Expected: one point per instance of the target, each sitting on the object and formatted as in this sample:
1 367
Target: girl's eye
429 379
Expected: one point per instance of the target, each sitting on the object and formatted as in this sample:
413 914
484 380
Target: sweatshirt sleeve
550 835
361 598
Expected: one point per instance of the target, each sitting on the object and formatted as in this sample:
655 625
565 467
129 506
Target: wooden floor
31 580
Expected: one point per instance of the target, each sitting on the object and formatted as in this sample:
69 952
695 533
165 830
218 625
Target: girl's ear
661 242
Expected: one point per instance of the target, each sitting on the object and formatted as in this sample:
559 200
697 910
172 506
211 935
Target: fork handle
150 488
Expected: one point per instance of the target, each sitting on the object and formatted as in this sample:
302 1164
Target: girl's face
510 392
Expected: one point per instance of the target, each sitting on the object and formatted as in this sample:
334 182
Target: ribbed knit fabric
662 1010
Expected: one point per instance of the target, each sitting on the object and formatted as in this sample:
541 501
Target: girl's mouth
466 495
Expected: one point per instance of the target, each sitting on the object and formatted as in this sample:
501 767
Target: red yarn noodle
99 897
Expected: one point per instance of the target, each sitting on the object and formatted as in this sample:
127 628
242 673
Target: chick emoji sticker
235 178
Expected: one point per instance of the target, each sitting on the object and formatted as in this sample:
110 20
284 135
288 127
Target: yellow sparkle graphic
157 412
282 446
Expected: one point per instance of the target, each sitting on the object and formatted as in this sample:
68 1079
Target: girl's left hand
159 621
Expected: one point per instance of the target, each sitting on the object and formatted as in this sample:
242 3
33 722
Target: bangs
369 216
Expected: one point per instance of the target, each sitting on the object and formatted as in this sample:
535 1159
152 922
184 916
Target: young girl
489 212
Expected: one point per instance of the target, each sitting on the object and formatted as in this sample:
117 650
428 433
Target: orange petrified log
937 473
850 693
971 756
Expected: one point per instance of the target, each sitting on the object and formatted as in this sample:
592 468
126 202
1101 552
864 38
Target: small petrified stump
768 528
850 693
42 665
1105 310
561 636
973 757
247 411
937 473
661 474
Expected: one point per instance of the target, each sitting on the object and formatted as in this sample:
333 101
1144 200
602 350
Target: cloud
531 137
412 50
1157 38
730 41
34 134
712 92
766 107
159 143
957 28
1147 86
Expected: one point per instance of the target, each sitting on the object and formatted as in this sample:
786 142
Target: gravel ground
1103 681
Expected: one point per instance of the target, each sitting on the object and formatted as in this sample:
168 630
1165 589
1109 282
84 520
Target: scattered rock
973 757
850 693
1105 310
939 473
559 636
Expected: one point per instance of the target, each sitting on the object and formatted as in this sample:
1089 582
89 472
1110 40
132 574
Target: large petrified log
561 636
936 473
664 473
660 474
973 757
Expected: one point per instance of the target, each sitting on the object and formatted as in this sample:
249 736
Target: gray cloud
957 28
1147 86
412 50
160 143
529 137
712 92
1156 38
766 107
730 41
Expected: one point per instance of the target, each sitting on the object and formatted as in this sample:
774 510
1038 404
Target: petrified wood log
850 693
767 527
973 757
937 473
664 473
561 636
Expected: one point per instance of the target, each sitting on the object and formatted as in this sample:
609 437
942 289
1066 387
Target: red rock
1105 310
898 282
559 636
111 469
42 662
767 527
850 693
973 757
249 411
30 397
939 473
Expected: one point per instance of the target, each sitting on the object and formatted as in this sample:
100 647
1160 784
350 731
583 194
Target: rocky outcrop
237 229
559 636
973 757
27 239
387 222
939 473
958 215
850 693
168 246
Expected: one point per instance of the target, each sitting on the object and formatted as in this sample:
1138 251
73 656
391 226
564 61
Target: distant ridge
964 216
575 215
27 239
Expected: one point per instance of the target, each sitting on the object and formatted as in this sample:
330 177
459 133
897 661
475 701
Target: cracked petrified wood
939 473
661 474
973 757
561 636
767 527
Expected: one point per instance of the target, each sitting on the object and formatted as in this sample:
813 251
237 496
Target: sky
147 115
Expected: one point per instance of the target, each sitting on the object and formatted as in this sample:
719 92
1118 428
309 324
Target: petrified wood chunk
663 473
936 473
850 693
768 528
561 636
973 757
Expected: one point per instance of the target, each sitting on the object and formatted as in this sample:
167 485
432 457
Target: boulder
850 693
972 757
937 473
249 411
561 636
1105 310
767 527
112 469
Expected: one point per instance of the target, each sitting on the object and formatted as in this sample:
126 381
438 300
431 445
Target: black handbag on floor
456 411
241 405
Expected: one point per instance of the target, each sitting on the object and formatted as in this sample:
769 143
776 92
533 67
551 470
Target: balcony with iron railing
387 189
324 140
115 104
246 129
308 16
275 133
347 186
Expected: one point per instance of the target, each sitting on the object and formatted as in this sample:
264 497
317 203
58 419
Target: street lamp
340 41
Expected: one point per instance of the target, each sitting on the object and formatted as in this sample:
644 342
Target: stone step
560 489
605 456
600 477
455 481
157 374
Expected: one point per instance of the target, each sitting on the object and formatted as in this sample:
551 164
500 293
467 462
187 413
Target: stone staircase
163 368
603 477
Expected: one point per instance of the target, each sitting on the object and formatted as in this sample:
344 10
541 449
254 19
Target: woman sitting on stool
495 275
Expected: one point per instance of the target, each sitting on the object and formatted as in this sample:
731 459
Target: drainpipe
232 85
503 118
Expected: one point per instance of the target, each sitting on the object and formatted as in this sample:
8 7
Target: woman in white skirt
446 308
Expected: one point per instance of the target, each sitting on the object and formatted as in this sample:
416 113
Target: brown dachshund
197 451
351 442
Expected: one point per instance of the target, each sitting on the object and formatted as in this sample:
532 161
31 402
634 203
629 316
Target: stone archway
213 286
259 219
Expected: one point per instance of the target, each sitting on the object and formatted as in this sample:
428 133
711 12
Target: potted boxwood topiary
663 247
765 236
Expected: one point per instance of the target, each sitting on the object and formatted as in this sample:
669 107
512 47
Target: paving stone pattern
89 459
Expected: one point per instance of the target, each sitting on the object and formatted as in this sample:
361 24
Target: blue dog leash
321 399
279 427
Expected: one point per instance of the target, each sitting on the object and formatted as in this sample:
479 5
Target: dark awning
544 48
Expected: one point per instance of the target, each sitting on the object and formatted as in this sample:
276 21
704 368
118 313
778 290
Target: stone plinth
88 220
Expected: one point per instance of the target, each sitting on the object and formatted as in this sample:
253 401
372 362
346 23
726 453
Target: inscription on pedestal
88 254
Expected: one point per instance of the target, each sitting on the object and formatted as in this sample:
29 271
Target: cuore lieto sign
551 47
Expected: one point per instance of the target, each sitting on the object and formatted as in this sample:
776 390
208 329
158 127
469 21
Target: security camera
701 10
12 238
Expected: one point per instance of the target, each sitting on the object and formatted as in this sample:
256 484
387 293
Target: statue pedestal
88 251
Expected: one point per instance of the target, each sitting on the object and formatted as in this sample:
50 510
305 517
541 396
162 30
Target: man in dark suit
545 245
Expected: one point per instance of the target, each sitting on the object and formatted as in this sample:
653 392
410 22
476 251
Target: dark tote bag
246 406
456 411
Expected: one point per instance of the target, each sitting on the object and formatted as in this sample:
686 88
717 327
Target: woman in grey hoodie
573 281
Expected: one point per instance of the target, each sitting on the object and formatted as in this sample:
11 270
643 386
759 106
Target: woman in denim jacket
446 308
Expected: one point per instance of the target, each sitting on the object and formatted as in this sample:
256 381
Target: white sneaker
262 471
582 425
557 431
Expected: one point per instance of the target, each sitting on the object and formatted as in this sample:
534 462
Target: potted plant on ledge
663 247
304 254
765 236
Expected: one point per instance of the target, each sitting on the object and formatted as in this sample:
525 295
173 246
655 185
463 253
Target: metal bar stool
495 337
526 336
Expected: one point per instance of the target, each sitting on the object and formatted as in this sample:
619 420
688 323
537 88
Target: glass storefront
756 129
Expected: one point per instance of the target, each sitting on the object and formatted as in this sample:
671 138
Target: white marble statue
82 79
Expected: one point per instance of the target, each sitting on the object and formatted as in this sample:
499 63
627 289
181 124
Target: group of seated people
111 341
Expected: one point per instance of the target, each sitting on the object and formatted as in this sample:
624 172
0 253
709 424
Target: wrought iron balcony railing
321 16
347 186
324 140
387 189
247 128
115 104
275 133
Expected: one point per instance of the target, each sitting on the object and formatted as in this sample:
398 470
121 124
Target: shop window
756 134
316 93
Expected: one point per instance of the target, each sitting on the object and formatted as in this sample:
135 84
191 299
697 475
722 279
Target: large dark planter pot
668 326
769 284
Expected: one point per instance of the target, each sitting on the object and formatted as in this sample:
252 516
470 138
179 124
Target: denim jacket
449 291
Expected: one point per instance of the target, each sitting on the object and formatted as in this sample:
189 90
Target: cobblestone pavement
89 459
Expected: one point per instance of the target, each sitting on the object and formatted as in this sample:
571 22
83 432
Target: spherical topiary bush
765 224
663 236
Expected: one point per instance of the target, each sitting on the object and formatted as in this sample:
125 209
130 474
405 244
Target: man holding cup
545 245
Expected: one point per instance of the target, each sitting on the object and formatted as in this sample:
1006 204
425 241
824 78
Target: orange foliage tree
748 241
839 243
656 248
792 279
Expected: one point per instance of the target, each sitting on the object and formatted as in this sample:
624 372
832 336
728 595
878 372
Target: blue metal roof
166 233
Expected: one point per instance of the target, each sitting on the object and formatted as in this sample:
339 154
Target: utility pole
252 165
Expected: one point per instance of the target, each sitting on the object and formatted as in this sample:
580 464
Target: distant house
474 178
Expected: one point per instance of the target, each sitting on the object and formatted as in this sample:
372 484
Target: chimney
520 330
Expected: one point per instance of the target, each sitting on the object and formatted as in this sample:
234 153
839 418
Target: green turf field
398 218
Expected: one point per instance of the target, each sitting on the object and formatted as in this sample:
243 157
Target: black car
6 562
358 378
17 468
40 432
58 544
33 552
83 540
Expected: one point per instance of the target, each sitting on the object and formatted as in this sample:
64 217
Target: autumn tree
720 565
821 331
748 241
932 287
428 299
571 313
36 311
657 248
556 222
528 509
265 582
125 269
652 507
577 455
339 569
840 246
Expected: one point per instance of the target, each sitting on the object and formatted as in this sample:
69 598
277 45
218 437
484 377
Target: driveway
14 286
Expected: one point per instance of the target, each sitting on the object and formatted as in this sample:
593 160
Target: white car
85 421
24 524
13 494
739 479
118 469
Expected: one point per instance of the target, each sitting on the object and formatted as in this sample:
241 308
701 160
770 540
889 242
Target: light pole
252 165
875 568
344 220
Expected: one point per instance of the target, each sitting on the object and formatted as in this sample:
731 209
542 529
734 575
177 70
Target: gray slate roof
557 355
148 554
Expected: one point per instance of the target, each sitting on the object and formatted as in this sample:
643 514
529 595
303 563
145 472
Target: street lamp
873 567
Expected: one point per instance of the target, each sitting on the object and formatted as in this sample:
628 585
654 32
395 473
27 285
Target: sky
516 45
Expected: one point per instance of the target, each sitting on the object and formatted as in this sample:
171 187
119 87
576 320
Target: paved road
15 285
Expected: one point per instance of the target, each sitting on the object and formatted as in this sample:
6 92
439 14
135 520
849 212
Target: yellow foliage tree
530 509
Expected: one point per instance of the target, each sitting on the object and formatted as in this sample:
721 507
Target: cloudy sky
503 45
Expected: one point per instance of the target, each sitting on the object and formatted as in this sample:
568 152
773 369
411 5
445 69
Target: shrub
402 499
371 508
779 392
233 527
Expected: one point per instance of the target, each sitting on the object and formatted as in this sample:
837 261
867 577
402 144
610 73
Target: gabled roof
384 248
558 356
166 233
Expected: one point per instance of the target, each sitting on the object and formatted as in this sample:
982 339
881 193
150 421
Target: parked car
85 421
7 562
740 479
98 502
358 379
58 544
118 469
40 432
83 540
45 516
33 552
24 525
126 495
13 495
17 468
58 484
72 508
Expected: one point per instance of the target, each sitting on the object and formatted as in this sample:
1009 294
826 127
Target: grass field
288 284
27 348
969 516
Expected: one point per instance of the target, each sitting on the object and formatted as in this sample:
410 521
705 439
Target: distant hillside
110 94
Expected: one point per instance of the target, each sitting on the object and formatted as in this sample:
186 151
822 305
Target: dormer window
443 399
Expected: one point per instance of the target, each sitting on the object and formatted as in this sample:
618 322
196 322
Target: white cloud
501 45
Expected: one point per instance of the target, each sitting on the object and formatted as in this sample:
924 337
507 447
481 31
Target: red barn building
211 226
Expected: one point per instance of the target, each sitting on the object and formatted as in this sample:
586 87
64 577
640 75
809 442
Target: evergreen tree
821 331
- - - - - - -
● **Short exercise**: Pull out every line of the records that contains the word "balcony", paying attention to case.

● **Exercise solution**:
Target: balcony with iron railing
Target: wrought iron balcony railing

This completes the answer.